- Problem A: List every song title the album review mentions by name.
- Problem B: Please reproduce the passage of the album review word for word, starting with "Reviews and entertainment" and going on through "emotion and enthusiasm.".

- Text segment:
-------------------------
Reviews and entertainment articles by Dave Simpson
I’ve been anticipating the debut album from the Macintyre and Bottomley siblings for a long time. Songs such as “Why Do You Hate Me?” and “Move, Shake, Hide” haven’t left my playlists in months. If the rest of the record was even half as good as those, it was going to be great. Now, at long last, The Weird and Wonderful Marmozets has arrived. So did it live up to my expectations in the end?
The answer is a resounding yes and then some. What Marmozets have created here is a very rare thing; a work without a single weak track that’s packed full of passion, emotion and enthusiasm.
The loud, rebellious opener, “Born Young and Free”, bounds along with a fast paced, liberating sound. The raucous guitar work reflects the in your face attitude of the vocals and lyrics perfectly.
-------------------------
- Available data:

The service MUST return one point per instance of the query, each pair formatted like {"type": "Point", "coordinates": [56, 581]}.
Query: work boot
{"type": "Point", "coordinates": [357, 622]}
-------------------------
- Correct result A:
"Why Do You Hate Me?"
"Move, Shake, Hide"
"Born Young and Free"

- Correct result B:
Reviews and entertainment articles by Dave Simpson
I’ve been anticipating the debut album from the Macintyre and Bottomley siblings for a long time. Songs such as “Why Do You Hate Me?” and “Move, Shake, Hide” haven’t left my playlists in months. If the rest of the record was even half as good as those, it was going to be great. Now, at long last, The Weird and Wonderful Marmozets has arrived. So did it live up to my expectations in the end?
The answer is a resounding yes and then some. What Marmozets have created here is a very rare thing; a work without a single weak track that’s packed full of passion, emotion and enthusiasm.